Data: Begin

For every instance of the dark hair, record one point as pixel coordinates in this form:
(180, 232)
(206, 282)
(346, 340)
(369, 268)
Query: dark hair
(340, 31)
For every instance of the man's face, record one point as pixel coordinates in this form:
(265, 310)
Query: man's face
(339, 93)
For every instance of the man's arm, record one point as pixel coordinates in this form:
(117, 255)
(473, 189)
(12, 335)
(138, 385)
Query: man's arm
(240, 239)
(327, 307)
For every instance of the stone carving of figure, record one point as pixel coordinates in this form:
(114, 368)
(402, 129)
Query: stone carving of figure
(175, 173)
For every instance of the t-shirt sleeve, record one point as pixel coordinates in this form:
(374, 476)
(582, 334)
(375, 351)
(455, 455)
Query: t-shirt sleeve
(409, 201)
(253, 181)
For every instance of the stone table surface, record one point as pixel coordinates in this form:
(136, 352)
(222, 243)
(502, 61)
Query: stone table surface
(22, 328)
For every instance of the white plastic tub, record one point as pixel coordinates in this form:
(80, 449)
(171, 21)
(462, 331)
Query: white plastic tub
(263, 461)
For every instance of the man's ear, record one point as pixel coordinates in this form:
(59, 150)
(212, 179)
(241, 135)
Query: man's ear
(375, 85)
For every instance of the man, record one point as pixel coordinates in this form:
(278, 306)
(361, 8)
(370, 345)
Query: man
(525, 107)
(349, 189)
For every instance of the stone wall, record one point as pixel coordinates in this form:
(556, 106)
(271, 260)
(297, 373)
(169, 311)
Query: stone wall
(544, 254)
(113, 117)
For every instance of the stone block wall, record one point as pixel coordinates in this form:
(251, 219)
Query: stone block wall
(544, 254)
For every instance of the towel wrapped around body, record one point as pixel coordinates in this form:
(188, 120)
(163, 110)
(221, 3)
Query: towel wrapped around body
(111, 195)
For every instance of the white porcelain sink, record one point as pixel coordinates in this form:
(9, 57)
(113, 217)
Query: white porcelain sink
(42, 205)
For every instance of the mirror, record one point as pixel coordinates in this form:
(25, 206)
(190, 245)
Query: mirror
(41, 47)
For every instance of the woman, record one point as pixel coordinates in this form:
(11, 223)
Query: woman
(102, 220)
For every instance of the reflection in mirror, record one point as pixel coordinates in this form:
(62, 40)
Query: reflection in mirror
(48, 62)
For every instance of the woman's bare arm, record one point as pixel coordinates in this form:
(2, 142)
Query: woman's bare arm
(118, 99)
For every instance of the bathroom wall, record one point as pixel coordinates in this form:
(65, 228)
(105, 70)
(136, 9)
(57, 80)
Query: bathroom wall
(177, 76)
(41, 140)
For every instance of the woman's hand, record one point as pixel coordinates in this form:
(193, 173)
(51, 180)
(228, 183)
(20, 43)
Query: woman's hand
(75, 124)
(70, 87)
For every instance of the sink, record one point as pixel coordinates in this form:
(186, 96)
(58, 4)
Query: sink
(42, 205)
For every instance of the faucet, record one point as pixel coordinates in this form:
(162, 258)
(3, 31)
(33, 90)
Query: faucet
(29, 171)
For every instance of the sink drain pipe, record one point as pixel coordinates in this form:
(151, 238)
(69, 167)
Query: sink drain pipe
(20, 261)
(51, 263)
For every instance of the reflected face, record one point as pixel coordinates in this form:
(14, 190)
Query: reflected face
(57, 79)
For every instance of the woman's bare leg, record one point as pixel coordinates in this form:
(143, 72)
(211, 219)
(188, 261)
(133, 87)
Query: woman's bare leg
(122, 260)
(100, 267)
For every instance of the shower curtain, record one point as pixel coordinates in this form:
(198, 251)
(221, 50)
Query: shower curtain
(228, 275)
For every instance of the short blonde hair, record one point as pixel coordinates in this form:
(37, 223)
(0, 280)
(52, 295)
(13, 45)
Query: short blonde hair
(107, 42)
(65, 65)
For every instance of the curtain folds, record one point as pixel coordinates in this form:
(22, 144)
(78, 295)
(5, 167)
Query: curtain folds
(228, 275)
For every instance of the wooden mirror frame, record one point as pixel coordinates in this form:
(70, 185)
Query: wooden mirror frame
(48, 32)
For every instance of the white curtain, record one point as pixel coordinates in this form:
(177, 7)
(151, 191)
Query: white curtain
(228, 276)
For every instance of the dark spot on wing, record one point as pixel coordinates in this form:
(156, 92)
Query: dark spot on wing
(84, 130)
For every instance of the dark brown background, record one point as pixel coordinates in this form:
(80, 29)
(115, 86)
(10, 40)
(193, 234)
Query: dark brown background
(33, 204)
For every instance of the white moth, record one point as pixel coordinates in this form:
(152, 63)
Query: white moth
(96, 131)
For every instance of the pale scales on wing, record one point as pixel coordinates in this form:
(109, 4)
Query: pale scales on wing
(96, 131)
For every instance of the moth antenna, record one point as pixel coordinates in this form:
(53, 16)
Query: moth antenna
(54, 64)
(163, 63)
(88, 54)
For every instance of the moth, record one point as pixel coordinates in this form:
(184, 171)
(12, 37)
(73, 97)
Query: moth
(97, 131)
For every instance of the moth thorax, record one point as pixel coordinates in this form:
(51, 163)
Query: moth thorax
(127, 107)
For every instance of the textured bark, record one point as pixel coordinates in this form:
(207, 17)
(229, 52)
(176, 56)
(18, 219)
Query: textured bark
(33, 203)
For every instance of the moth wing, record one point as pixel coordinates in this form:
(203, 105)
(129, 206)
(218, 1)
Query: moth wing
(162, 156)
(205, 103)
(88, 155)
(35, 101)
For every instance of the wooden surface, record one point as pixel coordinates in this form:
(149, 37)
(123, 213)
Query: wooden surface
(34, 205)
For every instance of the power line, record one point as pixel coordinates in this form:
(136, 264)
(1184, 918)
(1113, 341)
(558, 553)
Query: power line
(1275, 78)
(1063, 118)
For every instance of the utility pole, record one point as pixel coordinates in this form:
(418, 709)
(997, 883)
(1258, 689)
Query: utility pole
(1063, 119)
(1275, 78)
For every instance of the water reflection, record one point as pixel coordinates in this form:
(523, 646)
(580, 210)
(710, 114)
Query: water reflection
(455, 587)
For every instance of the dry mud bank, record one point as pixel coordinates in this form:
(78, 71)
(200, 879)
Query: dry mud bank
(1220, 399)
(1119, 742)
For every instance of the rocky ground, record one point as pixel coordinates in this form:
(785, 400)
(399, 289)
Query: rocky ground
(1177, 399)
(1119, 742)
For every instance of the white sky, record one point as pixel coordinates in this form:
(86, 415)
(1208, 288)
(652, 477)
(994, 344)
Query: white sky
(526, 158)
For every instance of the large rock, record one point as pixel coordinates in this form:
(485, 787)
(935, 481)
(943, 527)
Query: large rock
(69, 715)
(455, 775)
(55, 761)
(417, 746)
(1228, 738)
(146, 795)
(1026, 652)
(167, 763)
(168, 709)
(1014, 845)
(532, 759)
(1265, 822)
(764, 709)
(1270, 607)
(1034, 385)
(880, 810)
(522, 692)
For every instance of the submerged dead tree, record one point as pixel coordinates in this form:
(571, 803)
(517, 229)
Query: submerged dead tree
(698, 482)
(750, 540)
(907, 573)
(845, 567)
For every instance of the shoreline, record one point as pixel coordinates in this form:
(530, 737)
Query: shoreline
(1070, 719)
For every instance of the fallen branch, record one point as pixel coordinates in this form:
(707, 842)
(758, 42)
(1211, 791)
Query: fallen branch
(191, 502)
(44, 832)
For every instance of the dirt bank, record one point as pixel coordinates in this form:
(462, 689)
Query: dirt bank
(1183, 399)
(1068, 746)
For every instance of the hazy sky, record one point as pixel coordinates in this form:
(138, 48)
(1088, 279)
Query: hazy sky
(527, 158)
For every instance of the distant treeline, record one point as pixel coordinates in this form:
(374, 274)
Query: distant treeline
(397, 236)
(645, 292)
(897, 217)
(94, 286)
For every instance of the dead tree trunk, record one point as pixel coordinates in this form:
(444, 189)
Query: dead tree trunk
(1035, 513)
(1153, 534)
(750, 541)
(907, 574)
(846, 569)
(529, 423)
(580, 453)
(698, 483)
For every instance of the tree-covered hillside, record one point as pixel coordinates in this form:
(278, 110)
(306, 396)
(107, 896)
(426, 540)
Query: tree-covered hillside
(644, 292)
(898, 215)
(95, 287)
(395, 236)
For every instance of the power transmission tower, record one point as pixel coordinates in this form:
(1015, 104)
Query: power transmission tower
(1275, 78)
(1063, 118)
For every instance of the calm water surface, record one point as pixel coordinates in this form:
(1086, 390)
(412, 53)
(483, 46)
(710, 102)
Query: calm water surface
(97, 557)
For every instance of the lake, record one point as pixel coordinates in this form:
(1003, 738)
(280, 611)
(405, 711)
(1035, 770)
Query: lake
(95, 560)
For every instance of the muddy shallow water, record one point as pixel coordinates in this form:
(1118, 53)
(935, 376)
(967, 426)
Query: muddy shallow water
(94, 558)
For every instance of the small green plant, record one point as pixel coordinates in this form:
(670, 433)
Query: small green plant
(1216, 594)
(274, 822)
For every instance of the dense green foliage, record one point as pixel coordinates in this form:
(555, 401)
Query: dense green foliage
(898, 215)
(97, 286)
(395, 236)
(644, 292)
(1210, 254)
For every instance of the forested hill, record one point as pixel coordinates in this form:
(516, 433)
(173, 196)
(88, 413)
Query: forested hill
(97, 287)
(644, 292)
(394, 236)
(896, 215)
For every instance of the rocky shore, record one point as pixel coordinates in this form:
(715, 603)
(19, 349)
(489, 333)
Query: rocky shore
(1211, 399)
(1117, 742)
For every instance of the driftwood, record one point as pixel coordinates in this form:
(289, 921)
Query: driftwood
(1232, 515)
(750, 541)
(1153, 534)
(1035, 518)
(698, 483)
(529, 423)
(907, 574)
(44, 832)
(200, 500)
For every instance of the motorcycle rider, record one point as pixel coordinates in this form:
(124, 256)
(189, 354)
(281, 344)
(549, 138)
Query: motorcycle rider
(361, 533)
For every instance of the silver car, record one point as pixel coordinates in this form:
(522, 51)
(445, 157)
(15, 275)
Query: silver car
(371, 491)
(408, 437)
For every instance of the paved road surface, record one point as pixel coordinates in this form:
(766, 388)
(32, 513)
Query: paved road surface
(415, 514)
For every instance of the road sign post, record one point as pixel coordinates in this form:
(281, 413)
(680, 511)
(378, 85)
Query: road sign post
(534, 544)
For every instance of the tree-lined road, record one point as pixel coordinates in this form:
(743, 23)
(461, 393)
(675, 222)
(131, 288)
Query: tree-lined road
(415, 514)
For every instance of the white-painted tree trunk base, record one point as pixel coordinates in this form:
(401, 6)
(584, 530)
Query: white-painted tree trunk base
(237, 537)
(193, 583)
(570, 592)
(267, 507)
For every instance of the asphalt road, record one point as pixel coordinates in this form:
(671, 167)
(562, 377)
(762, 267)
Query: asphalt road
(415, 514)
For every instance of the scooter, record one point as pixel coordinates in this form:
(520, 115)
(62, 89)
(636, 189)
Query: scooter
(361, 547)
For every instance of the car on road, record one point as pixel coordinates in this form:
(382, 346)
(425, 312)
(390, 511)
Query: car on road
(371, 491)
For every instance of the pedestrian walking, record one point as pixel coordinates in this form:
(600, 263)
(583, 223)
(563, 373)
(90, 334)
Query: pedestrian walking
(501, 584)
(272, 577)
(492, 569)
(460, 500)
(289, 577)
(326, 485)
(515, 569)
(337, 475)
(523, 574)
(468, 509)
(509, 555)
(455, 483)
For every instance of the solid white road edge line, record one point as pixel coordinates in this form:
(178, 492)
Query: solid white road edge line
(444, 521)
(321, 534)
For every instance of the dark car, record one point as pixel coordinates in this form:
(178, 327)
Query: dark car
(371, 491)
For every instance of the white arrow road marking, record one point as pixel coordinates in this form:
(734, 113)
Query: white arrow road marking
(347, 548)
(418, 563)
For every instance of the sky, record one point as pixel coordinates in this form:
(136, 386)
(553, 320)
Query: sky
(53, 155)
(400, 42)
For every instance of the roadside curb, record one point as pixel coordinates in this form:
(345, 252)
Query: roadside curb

Data: End

Required action
Show all lines from the records above where the word "roadside" occurs.

Task answer
For every instance of the roadside curb, record one point as pixel coordinates in this form:
Query: roadside curb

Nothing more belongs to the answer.